A run of records ::
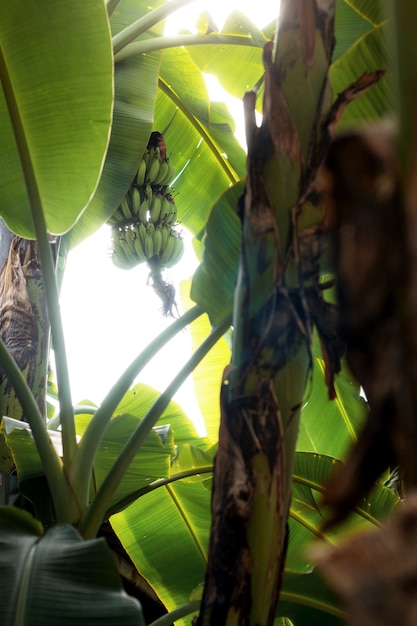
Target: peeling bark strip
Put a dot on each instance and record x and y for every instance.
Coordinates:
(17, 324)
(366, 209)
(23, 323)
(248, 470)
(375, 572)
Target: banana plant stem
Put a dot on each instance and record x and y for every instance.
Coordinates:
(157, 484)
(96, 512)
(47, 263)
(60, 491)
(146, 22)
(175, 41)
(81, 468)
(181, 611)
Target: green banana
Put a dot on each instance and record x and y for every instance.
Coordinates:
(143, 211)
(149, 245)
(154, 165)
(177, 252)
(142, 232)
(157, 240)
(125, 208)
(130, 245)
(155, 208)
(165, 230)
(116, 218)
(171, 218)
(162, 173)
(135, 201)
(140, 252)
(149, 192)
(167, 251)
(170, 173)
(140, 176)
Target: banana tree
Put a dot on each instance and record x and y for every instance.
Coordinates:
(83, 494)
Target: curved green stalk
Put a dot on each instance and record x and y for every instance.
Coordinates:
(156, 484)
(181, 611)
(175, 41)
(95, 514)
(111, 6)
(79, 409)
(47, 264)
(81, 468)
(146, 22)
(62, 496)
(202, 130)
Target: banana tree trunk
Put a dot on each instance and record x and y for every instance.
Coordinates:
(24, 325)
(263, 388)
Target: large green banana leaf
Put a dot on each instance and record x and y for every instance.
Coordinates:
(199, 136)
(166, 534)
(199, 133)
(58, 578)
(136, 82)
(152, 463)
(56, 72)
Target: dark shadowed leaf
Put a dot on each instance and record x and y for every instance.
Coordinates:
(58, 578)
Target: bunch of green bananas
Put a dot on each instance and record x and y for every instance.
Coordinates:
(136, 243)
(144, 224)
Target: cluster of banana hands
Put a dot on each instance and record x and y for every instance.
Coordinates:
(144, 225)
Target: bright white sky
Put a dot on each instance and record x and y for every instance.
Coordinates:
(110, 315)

Exercise details ::
Starting at the line that has "Target: bunch of green bananas" and stopping after the last line of the records, write out every line again, requests included. Add -111 to each x and y coordinate in the answers.

Task result ::
Target: bunch of green bananas
Put a dot on each instance and record x and y for every instance.
Coordinates:
(25, 132)
(33, 113)
Target: cluster of banana hands
Put a dot on each instance and record x and y for every instance.
Coordinates:
(33, 114)
Target: bright white sky
Put a dot on each instance and record x and y for every instance.
Coordinates:
(-1, 204)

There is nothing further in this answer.